▶ [Your instructions] Write out the lines below word for word, leaving out the pictures.

Point placement records:

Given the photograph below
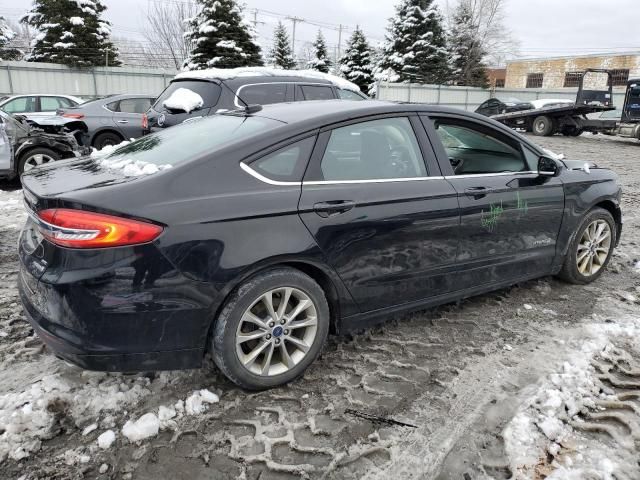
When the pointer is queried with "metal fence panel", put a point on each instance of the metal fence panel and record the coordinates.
(28, 77)
(470, 98)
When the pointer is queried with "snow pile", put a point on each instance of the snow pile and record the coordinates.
(40, 410)
(195, 404)
(126, 166)
(548, 423)
(184, 99)
(146, 426)
(228, 73)
(106, 439)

▶ [Reply]
Given the photograph below
When the pointer is queried with "metal fence panel", put a point on each instance of the metal fence panel and record the coordinates.
(28, 77)
(470, 98)
When the pointer is queried with "snow pile", put a point on each instance of the snow pile and record the coordinates.
(40, 410)
(195, 404)
(126, 166)
(548, 423)
(184, 99)
(146, 426)
(228, 73)
(106, 439)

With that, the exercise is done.